__List of tasks__
**1)** Check statements (a), (b) and (c) against the R dummy-variable post. Answer yes or no for each and quote the words from the post that decide it: (a) the variable x holds four character values; (b) the values are to be sorted into three categories; (c) the attempted code loads the dplyr library.
**2)** Reproduce the passage of the R dummy-variable post without changes, starting at "I want to sort a" and ending at "library(dplyr)".

__Selection__

I want to sort a character variable into two categories in a new variable based on conditions, in conditions are not met i want it to return "other".
If variable x cointains 4 character values "A", "B", "C" & "D" I want to sort them into a 2 categories, 1 and 0, in a new variable y, creating a dummy variable
Ideally I want it to look like this
df <- data.frame(x = c("A", "B", "C" & "D")
y <- if x == "A" | "D" then assign 1 in y
if x == "B" | "C" then assign 0 in y
if x == other then assign NA in y
x y
1 "A" 1
2 "B" 0
3 "C" 0
4 "D" 1
library(dplyr)
df <- df %>% mutate ( y =case_when(
(x %in% df == "A" | "D") ~ 1 ,
(x %in% df == "B" | "C") ~ 1,
x %in% df == ~ NA
))

__Items__
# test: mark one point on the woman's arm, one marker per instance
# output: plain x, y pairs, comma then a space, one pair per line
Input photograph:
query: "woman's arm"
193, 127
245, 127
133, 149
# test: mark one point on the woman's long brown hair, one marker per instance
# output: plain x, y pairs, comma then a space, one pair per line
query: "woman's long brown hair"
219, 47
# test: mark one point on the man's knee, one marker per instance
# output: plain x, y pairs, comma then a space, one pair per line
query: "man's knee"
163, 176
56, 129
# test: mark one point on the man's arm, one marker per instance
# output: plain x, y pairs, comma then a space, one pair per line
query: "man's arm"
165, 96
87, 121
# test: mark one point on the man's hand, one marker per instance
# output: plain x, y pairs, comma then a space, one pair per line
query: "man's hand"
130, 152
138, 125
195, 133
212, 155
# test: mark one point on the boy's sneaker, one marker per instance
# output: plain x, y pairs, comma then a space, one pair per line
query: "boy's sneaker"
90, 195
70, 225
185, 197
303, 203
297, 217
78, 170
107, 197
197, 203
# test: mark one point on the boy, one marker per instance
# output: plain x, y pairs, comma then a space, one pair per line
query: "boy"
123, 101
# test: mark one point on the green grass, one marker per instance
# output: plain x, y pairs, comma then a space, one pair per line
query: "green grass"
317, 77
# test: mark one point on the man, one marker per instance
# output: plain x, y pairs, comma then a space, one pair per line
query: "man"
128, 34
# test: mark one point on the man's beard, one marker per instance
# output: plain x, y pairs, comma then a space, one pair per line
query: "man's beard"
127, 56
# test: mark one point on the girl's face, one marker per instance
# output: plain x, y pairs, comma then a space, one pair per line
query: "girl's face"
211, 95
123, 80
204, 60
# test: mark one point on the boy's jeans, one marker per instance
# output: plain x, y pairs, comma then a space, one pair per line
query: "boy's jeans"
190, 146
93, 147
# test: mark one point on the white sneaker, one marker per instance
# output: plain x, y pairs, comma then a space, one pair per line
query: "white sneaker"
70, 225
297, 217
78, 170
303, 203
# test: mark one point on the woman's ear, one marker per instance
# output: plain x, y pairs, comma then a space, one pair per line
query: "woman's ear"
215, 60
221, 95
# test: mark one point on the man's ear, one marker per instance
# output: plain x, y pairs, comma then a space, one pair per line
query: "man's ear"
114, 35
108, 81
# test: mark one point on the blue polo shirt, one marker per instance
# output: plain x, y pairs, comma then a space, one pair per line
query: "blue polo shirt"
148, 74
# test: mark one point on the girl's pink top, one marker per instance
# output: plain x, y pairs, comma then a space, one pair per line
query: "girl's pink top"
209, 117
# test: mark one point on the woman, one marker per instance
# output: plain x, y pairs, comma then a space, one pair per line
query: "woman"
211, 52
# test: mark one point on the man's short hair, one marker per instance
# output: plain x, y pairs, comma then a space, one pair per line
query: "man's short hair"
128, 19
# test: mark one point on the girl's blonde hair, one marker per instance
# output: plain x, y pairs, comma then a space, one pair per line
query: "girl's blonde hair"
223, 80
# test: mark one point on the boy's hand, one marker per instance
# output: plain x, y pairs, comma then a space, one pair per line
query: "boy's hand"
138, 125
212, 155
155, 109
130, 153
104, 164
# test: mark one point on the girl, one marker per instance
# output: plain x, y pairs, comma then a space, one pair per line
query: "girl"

...

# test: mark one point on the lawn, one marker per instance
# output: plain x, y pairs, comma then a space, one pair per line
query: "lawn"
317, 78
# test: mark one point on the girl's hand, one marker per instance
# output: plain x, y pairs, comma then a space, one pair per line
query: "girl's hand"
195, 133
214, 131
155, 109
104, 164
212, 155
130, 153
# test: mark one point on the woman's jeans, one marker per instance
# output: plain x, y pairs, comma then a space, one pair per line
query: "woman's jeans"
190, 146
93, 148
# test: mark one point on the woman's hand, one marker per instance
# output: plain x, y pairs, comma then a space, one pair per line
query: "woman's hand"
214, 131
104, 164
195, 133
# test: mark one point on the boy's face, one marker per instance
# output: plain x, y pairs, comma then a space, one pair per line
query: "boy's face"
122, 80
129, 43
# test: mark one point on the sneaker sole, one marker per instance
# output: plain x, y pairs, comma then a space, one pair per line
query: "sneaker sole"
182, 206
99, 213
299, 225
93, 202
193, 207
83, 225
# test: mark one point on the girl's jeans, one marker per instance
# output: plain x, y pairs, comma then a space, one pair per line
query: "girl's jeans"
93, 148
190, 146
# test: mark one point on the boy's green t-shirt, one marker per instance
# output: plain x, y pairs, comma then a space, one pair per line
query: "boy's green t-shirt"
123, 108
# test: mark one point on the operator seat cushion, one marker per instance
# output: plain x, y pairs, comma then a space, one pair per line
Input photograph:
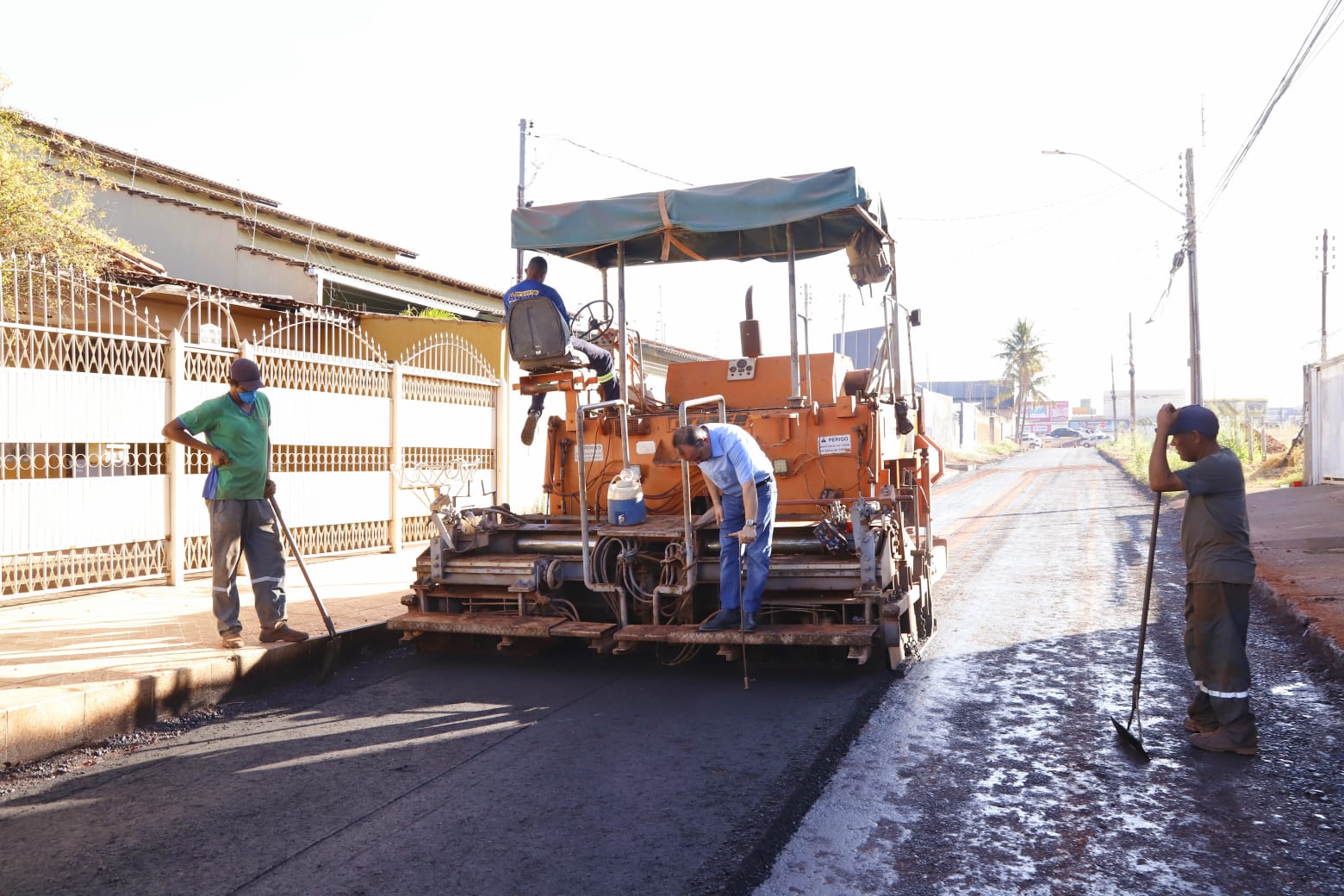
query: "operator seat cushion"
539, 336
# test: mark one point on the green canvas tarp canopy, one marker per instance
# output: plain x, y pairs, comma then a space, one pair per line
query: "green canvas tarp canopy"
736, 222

* * *

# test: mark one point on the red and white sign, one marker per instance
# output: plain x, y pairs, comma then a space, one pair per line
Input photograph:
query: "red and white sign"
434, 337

__Solutions per task__
**1)**
(a) Yes: "If variable x cointains 4 character values "A", "B", "C" & "D""
(b) No: "I want to sort them into a 2 categories, 1 and 0"
(c) Yes: "library(dplyr)"

**2)**
I want to sort a character variable into two categories in a new variable based on conditions, in conditions are not met i want it to return "other".
If variable x cointains 4 character values "A", "B", "C" & "D" I want to sort them into a 2 categories, 1 and 0, in a new variable y, creating a dummy variable
Ideally I want it to look like this
df <- data.frame(x = c("A", "B", "C" & "D")
y <- if x == "A" | "D" then assign 1 in y
if x == "B" | "C" then assign 0 in y
if x == other then assign NA in y
x y
1 "A" 1
2 "B" 0
3 "C" 0
4 "D" 1
library(dplyr)